→ **TASK DIRECTIONS**: Search the material below for the word "palm" and copy every line in which it occurs.

→ **RECORDS FOR THE TASK**:
+-------+

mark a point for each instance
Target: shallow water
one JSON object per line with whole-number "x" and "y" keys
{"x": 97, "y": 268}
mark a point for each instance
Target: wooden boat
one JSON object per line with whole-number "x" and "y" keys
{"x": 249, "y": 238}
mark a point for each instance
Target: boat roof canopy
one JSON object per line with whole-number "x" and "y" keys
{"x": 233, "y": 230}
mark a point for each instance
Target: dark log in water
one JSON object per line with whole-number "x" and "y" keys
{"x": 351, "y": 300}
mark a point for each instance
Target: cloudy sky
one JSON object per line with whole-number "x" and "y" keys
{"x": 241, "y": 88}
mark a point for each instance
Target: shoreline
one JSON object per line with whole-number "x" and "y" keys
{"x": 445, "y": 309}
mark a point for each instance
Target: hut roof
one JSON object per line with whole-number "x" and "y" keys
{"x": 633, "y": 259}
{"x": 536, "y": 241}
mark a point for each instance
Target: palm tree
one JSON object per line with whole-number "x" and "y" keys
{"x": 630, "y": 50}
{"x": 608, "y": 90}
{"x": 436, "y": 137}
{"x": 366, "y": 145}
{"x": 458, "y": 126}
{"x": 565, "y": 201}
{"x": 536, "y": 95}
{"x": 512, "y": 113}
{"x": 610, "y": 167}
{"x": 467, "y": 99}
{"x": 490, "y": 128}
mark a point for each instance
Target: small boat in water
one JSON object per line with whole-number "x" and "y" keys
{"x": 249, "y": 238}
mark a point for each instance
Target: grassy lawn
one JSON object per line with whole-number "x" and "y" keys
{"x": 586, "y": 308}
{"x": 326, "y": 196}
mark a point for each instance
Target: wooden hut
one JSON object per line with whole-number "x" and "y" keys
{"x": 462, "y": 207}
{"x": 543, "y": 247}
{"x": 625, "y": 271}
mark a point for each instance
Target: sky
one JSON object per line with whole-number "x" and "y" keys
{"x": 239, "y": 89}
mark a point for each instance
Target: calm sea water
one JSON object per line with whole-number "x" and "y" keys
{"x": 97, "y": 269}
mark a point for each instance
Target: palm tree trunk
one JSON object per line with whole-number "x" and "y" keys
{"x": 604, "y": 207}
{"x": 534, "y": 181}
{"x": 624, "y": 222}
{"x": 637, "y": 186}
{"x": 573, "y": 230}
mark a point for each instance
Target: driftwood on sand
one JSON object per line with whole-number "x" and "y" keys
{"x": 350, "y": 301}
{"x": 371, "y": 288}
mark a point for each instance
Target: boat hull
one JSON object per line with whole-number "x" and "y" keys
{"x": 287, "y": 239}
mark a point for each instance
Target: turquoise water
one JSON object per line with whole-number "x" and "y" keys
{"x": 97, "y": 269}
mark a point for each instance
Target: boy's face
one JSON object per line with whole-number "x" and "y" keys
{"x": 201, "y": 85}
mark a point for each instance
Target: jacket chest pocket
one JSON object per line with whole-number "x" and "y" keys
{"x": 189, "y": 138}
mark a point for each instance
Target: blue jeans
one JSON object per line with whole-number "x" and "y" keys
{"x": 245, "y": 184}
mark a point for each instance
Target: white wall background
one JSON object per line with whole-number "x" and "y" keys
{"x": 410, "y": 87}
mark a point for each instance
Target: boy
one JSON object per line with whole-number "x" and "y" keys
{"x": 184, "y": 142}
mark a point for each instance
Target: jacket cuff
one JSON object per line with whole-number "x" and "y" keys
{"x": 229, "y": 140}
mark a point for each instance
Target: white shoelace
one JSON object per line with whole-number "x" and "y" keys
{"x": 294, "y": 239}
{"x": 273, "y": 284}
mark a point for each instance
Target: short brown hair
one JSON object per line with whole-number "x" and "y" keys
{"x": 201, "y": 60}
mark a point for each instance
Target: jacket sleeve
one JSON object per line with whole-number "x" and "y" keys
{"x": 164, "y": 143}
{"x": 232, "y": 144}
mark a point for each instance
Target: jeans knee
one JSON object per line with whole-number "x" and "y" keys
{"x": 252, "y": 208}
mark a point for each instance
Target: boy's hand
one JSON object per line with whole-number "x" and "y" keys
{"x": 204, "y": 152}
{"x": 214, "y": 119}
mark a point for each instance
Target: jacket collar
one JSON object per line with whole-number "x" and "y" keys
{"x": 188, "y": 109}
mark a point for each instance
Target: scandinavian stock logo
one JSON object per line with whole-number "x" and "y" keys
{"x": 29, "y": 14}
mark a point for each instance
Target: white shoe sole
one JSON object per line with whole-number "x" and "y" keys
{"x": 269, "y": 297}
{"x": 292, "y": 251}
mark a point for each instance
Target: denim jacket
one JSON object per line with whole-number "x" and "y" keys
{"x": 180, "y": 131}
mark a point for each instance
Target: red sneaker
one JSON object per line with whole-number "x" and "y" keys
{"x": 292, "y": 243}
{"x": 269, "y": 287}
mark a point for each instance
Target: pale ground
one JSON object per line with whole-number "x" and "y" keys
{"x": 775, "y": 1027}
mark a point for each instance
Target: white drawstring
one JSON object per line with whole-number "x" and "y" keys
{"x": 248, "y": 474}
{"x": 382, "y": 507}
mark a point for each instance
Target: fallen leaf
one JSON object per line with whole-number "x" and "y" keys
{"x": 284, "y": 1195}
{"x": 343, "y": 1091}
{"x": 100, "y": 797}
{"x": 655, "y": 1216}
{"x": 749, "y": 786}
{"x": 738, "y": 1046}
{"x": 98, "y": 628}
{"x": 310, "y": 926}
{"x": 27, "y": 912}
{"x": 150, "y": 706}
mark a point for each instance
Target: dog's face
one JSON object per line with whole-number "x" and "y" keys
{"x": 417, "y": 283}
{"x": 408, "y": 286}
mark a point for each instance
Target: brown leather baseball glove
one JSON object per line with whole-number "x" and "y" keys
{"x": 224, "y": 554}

+-------+

→ **TASK RESPONSE**:
Target: palm tree
Target: palm tree trunk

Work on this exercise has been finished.